DOCUMENT EXCERPT
M.Sc Thesis | |

M.Sc Student | Frank Ari |
---|---|

Subject | A New Branch and Bound Feature Selection Algorithm |

Department | Department of Computer Science |

Supervisors | PROF. Dan Geiger |

ASSOCIATE PROF. Zohar Yakhini |

Feature selection is
used to reduce the dimensionality of the data in order to both improve the
accuracy and reduce the computational effort involved in the task of
classification. We present a *Branch and Bound* algorithm for finding a
subset of *k* independent Gaussian features that minimizes the
classification error of naive Bayesian classifiers. Our algorithm uses additive
monotonic distance measures, such as the Bhattacharyya and divergence
distances, to produce bounds for the Bayesian classification error in order to
exclude many feature subsets from evaluation. The search for the optimal subset
performed by the algorithm is complete, i.e., every feature subset excluded is
one that could not possibly have the lowest Bayesian classification error. In
many cases the algorithm needs to evaluate only a small fraction of the
possible feature subsets, thus enabling a very efficient search.

GIVEN MATERIAL
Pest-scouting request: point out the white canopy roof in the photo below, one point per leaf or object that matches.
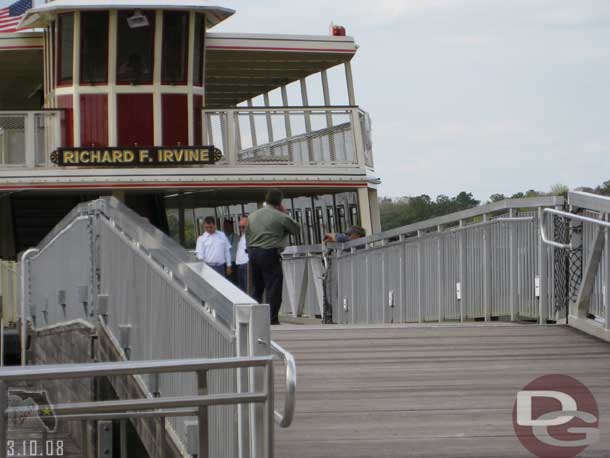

PROBLEM DESCRIPTION
Say whether each statement agrees with the thesis abstract on feature selection. Answer yes or no for each, and quote the exact words from the abstract that settle it.
1. The algorithm looks for a feature subset that minimizes the classification error of naive Bayesian classifiers.
2. The search can leave out a feature subset that has the lowest Bayesian classification error.
3. The algorithm always has to evaluate most of the possible feature subsets.

TASK ANSWER
1. Yes: "minimizes the classification error of naive Bayesian classifiers"
2. No: "every feature subset excluded is one that could not possibly have the lowest Bayesian classification error"
3. No: "In many cases the algorithm needs to evaluate only a small fraction of the possible feature subsets"